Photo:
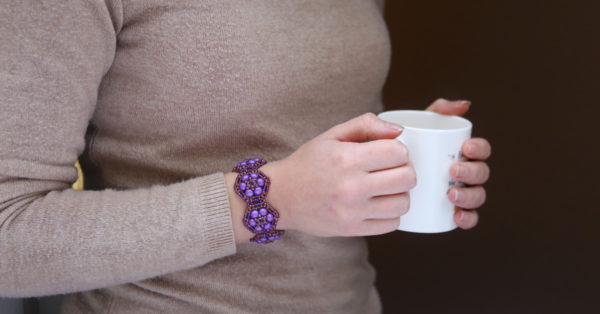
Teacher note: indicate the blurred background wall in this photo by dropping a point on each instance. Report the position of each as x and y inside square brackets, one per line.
[531, 69]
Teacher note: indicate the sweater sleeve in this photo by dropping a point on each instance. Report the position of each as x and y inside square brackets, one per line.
[57, 240]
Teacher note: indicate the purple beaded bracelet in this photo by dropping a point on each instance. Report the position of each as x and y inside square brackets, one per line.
[252, 185]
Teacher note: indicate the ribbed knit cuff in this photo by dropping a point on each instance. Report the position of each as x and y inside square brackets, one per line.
[215, 226]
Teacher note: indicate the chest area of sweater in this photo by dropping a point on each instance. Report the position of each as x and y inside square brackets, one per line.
[185, 63]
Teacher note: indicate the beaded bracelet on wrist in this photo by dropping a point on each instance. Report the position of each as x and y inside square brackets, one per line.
[252, 185]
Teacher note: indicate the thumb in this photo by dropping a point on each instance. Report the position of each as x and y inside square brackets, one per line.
[362, 128]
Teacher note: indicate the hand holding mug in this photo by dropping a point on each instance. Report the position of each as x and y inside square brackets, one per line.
[474, 172]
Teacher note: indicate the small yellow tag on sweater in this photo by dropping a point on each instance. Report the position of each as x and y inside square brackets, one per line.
[78, 185]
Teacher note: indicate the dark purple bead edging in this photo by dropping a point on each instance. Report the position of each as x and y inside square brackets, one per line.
[252, 185]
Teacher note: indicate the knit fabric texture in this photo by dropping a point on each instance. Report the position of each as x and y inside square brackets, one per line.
[157, 99]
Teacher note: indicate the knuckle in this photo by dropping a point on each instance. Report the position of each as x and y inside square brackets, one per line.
[485, 172]
[411, 177]
[341, 159]
[346, 190]
[368, 119]
[482, 197]
[404, 204]
[402, 150]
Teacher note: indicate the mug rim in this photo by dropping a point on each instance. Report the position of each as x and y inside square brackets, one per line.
[467, 124]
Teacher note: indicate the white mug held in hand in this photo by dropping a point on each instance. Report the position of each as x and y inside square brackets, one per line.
[434, 143]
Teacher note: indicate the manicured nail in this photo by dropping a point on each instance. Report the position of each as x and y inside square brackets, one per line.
[461, 172]
[394, 126]
[459, 196]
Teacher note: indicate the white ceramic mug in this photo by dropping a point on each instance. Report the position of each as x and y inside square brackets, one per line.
[434, 143]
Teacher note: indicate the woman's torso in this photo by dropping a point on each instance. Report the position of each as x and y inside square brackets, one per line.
[196, 87]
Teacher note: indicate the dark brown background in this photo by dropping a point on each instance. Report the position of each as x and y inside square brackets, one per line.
[531, 70]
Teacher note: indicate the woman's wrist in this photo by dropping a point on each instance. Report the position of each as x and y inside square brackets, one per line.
[237, 207]
[275, 197]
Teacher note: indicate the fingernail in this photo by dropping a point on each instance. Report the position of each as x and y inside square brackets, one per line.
[461, 172]
[459, 196]
[394, 126]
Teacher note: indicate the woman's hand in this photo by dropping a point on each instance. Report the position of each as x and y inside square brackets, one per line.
[341, 184]
[474, 172]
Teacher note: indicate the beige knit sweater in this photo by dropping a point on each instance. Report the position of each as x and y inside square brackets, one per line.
[157, 98]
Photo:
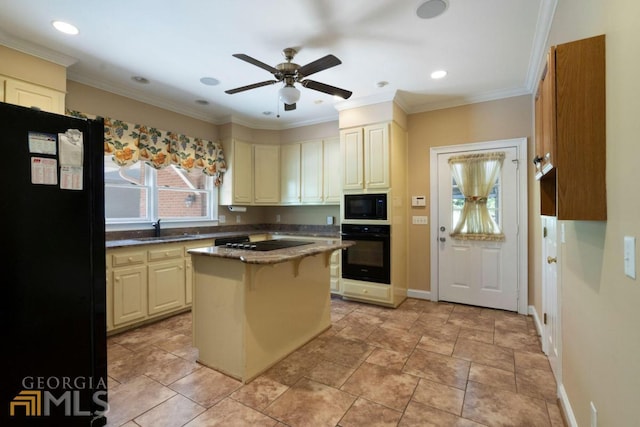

=====

■ What to do
When copying the data above, repeat every word exactly and drop the pictures.

■ Completed task
Photo:
Teacher note: indicate the blurred background wall in this photo by dropping a point on each instance. Report the position of each as x and y inside square brackets, one per line.
[531, 69]
Teacher note: indicate the sweater sleeve in this photo by dropping a point on each instance. Report the position of each as x and y inside square brackets, one per line.
[57, 240]
Teacher note: indicate the purple beaded bracelet in this photo by dropping a point on each instance. Report the position of each as x and y inside square brackets, one per line.
[252, 185]
Teacher note: indicate the ribbed knit cuff in this photo by dropping a point on each instance. Report the position of each as x and y inside square brackets, one per line.
[215, 226]
Teacher note: indicate the chest area of sweater in this photo by dropping a point on each instance. Report the position of each as x and y inside square brackets, one per line.
[185, 63]
Teacher note: indicate the beaded bracelet on wrist in this photo by dropping a point on each instance. Report the position of each as x and y inside square brackets, one per line.
[252, 185]
Teacher note: indicate the thumb in this photo by dropping a point on each instance. Report the position of each as x and y inside square brackets, one per line.
[362, 128]
Teacher note: indicate the hand holding mug in this photo by dropping a point on each instance. Report the position of each as x and y inside square brackets, one per line.
[474, 172]
Teacher note: indicate the small yellow tag on sweater in this photo by dropping a point on each instance. Report the position of each as x and y inside square brackets, one per line.
[78, 185]
Teacher note: indicate the dark purple bead edging in this photo by dropping a point on each instance. Report the position of each as x and y inside square brackets, one per line.
[252, 185]
Teacher note: indicate the knit fabric texture in this photo by dropping a point on each instance. Report the position of each as x and y inside square brackets, one per line.
[157, 99]
Teacher note: indicate the knuckle in this photo by dropping a point on each instance. Report the position of each as x and y inside square brackets, one per line.
[485, 172]
[411, 177]
[341, 159]
[346, 190]
[368, 119]
[482, 197]
[404, 204]
[402, 150]
Teacher note: indicate the mug rim in this photo by dropping a point on each instance. Report the position of each as x and y inside square brackets, one per line.
[467, 124]
Teacher note: indicate the white mug held in hand in this photo by dropping a point on each instance. Report the position of each as x and y inside square brackets, one per line.
[434, 143]
Teacher note: indicate the manicured nail in this photo by dropping a point on each instance. Report the position of each as x and y inside square brackets, one per line.
[461, 172]
[394, 126]
[459, 196]
Teacher note: indicate the white ceramic mug in this photo by dropping a point on each instance. Report the position of each as x and y inside square brackets, one per line.
[434, 143]
Teacher note: indicate the woman's torso in this photo by dropping a point on each instance. Report the position of each as x and y inside square brackets, one per line.
[196, 87]
Teacher note: indicate the dark brown background in this photo by dropping a point on each instance. Report the position of each as x and y inside square brackets, one per line.
[531, 70]
Teacher note: indicate the woman's wrist in this photo by dropping a point on each instance. Report the position of each as x and y inside square brackets, one per line.
[237, 207]
[275, 197]
Teacher note: indicate the fingernail in this photo by dropping a point on each instance. Report the position of each as x and y inside square brackets, one per line.
[461, 172]
[459, 196]
[394, 126]
Teacher note: indicate the woman's hand in this photo by dropping a point on each instance. Report the position of each as x and y inside square brackets, one per line.
[341, 184]
[474, 172]
Teacher note: indicate the beige knit sweater in this photo by dropping a point on each instance. Report the position of each as x and y inside square brackets, one per line.
[157, 98]
Photo:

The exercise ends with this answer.